Consigne: Recopiez intégralement l'extrait consacré à l'exposition « Vu du front », sans rien y modifier.

Extrait choisi:
Parallèlement à l’exposition Vu du front. Représenter la Grande Guerre,qui se tient jusqu’au 25 janvier 2015 à l’Hôtel national des Invalides, la BDIC vous propose de vous plonger dans le parcours croisé de trois des artistes exposés : Henri Camus (1893-1989), Etienne Auguste Krier (1875-1953) et Karl Lotze (1892-1972)
XX dessins, des photographies et des objets vous permettront de découvrir l’expérience de guerre de ces trois combattants, en contrepoint de la vision exprimée par les peintres officiellement envoyés en mission par les États belligérants.
Appartenant à la classe 14, Camus est mobilisé dès le début de la guerre. Il n’a pas de formation artistique, mais pratique assidûment le dessin depuis l’enfance et continue pendant toute la durée du conflit.
Caporal grenadier au 65e régiment d’infanterie, Camus montre le quotidien de son unité, le ravitaillement, le froid, la boue, mais il revient surtout sur plusieurs attaques meurtrières , en montrant toutes les phases : le départ « la trouille aux fesses », le croisement avec les blessés d’autres unités qui reviennent vers l’arrière, le lancement des grenades, le retour moitié moins nombreux…
Formé à l’École des beaux-arts, Krier peint et dessine pendant toute la durée de la guerre, utilisant des techniques et des supports très variés (crayon, encre, aquarelle sur des feuilles détachées, dans des carnets, huile sur bois, etc.). Affecté au 48e régiment d’infanterie territoriale dès août 1914, il devient caporal, puis sergent téléphoniste.

Enregistrements extraits:

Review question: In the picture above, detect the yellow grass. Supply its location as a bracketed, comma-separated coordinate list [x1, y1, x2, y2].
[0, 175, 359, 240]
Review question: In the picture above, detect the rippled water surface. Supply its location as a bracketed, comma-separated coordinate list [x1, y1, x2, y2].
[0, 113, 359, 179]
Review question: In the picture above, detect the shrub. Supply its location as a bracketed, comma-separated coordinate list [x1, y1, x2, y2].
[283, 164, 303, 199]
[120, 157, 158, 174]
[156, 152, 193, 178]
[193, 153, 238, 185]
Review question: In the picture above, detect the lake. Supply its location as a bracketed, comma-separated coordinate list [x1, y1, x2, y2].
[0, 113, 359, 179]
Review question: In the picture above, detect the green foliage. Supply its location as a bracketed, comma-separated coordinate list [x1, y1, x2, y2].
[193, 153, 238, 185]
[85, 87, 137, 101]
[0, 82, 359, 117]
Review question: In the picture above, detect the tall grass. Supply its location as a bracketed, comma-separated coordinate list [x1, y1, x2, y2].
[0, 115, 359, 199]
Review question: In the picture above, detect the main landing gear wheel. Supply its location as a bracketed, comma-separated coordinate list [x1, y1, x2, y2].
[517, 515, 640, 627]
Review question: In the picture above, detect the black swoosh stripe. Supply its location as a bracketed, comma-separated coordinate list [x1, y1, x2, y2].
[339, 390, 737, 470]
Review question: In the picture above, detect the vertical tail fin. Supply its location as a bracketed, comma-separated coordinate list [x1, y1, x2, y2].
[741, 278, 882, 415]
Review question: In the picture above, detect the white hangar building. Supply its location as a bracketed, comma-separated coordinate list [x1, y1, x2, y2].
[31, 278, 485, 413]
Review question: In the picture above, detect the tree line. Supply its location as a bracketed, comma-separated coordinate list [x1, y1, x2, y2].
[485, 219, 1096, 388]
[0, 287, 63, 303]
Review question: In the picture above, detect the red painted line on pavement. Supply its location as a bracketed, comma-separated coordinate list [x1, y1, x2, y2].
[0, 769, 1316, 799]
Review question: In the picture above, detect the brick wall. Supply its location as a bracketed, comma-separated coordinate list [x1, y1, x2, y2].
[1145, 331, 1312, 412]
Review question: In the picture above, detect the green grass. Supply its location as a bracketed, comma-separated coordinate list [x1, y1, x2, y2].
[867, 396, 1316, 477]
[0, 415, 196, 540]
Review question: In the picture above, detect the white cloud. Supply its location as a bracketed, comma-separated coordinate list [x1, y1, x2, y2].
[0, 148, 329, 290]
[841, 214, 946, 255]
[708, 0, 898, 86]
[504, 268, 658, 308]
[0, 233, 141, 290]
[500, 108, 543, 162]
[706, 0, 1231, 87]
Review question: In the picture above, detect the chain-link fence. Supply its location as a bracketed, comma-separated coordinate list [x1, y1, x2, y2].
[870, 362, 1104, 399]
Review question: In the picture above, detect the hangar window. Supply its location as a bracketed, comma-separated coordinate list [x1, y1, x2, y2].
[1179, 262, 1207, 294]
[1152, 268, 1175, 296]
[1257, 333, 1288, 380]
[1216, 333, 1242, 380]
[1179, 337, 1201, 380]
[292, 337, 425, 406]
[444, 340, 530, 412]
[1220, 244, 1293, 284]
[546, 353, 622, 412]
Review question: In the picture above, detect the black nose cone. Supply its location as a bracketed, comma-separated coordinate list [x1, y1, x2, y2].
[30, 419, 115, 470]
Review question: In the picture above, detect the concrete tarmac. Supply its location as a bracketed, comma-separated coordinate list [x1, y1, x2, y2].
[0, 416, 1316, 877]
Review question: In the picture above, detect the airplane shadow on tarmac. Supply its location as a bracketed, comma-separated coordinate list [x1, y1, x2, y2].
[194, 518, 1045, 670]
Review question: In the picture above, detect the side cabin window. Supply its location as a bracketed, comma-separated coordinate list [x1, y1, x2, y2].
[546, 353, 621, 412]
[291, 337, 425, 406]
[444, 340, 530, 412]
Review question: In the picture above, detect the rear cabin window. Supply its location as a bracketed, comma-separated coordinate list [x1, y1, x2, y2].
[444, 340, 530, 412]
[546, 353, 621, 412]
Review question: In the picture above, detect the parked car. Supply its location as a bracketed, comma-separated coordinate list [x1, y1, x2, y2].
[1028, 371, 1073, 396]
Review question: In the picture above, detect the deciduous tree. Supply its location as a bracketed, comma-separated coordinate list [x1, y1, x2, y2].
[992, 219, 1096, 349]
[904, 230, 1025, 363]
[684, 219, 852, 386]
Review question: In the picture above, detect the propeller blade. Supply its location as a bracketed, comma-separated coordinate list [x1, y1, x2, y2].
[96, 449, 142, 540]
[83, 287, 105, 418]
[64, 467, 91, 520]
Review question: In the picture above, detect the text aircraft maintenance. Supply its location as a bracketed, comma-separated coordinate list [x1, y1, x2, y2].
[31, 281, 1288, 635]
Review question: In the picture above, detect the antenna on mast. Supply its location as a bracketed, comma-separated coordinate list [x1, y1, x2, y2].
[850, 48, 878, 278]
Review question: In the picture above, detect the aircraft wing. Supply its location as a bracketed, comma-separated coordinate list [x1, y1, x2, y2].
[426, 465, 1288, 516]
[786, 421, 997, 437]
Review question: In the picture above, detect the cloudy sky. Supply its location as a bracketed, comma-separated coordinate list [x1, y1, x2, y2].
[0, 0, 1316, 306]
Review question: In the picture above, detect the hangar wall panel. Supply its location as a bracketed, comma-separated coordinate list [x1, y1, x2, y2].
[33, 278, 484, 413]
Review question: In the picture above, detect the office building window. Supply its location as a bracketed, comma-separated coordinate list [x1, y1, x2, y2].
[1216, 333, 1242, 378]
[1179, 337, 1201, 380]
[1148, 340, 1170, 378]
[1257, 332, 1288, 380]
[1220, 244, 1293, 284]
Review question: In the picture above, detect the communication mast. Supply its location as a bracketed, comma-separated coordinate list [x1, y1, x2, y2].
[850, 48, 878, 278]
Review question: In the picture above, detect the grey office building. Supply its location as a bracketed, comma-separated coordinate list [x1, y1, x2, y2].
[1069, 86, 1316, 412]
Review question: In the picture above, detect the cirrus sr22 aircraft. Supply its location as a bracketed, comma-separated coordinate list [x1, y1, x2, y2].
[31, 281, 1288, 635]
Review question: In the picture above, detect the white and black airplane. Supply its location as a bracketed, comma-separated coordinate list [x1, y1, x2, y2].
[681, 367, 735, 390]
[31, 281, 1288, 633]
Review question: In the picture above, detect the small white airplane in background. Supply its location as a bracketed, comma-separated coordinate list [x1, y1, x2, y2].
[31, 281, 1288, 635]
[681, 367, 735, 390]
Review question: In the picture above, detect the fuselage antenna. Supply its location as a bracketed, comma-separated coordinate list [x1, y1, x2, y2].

Résultat ci-dessous:
Parallèlement à l’exposition Vu du front. Représenter la Grande Guerre,qui se tient jusqu’au 25 janvier 2015 à l’Hôtel national des Invalides, la BDIC vous propose de vous plonger dans le parcours croisé de trois des artistes exposés : Henri Camus (1893-1989), Etienne Auguste Krier (1875-1953) et Karl Lotze (1892-1972)
XX dessins, des photographies et des objets vous permettront de découvrir l’expérience de guerre de ces trois combattants, en contrepoint de la vision exprimée par les peintres officiellement envoyés en mission par les États belligérants.
Appartenant à la classe 14, Camus est mobilisé dès le début de la guerre. Il n’a pas de formation artistique, mais pratique assidûment le dessin depuis l’enfance et continue pendant toute la durée du conflit.
Caporal grenadier au 65e régiment d’infanterie, Camus montre le quotidien de son unité, le ravitaillement, le froid, la boue, mais il revient surtout sur plusieurs attaques meurtrières , en montrant toutes les phases : le départ « la trouille aux fesses », le croisement avec les blessés d’autres unités qui reviennent vers l’arrière, le lancement des grenades, le retour moitié moins nombreux…
Formé à l’École des beaux-arts, Krier peint et dessine pendant toute la durée de la guerre, utilisant des techniques et des supports très variés (crayon, encre, aquarelle sur des feuilles détachées, dans des carnets, huile sur bois, etc.). Affecté au 48e régiment d’infanterie territoriale dès août 1914, il devient caporal, puis sergent téléphoniste.